[Provided data — start]

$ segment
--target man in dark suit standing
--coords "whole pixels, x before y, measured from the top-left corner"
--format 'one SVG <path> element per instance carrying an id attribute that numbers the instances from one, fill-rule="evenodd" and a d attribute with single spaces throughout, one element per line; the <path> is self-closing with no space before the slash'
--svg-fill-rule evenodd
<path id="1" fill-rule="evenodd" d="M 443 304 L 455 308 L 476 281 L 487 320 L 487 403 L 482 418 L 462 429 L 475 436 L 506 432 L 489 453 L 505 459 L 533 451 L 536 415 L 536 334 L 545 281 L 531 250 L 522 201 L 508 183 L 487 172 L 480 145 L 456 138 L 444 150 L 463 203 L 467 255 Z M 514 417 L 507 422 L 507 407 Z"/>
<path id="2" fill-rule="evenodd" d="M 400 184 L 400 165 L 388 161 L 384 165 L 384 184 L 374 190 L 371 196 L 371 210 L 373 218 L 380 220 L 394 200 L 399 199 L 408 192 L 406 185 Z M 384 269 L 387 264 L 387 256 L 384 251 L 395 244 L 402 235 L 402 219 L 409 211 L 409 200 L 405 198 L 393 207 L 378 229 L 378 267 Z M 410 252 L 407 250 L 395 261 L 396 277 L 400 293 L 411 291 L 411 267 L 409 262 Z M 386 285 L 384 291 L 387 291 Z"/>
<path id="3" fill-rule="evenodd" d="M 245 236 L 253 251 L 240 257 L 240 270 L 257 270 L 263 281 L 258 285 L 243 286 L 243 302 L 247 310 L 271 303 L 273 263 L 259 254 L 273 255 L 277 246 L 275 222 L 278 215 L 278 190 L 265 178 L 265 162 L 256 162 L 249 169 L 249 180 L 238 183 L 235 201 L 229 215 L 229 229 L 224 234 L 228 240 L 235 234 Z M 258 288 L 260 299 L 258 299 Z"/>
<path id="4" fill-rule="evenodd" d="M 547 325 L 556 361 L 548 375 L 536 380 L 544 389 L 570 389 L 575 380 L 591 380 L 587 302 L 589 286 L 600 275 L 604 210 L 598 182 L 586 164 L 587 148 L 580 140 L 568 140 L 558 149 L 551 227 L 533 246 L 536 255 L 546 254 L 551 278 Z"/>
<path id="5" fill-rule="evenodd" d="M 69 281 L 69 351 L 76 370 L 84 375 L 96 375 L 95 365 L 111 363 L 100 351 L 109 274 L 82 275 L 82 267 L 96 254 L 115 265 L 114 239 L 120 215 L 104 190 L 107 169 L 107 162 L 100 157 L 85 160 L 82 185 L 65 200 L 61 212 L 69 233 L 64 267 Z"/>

[Provided data — finish]

## Your instructions
Each record needs to be copied out again, letter for letter.

## Solution to the exercise
$ segment
--target man in dark suit standing
--coords "whole pixels, x before y, measured from the top-left corner"
--format 'one SVG <path> element per instance carrying an id attribute that numbers the instances from one, fill-rule="evenodd" and a d attribute with single spaces throughout, one element per line; the <path> is self-closing with no space before the slash'
--svg-fill-rule evenodd
<path id="1" fill-rule="evenodd" d="M 443 304 L 455 308 L 476 281 L 487 320 L 487 403 L 482 418 L 462 429 L 475 436 L 506 432 L 489 453 L 505 459 L 533 451 L 536 415 L 536 334 L 545 281 L 531 250 L 522 201 L 508 183 L 487 172 L 480 145 L 456 138 L 444 150 L 463 203 L 467 255 Z M 514 417 L 507 422 L 507 407 Z"/>
<path id="2" fill-rule="evenodd" d="M 400 184 L 400 165 L 388 161 L 384 165 L 384 184 L 374 190 L 371 196 L 371 210 L 373 218 L 380 220 L 394 200 L 399 199 L 408 192 L 406 185 Z M 384 269 L 387 264 L 387 256 L 384 251 L 395 244 L 402 235 L 402 219 L 409 211 L 409 200 L 405 198 L 393 207 L 378 229 L 378 267 Z M 410 252 L 407 250 L 395 261 L 396 277 L 400 293 L 411 291 L 411 267 L 409 262 Z M 386 285 L 384 291 L 387 291 Z"/>
<path id="3" fill-rule="evenodd" d="M 245 236 L 253 251 L 240 257 L 240 270 L 257 270 L 263 281 L 258 285 L 243 286 L 243 302 L 247 310 L 271 303 L 273 263 L 259 254 L 273 255 L 277 246 L 275 222 L 278 215 L 278 190 L 265 178 L 265 162 L 256 162 L 249 169 L 249 180 L 238 183 L 235 201 L 229 215 L 229 229 L 224 234 L 228 240 L 235 234 Z M 258 288 L 260 299 L 258 299 Z"/>
<path id="4" fill-rule="evenodd" d="M 547 325 L 556 361 L 548 375 L 536 380 L 544 389 L 570 389 L 575 380 L 591 380 L 587 302 L 589 286 L 600 275 L 604 210 L 598 182 L 586 164 L 587 148 L 580 140 L 568 140 L 558 149 L 551 227 L 533 246 L 536 255 L 546 254 L 551 278 Z"/>
<path id="5" fill-rule="evenodd" d="M 69 281 L 69 351 L 76 370 L 84 375 L 96 375 L 95 365 L 111 363 L 100 351 L 109 274 L 82 275 L 82 267 L 96 254 L 115 265 L 114 239 L 120 215 L 104 190 L 107 169 L 107 162 L 100 157 L 85 160 L 82 185 L 65 200 L 61 212 L 69 233 L 64 267 Z"/>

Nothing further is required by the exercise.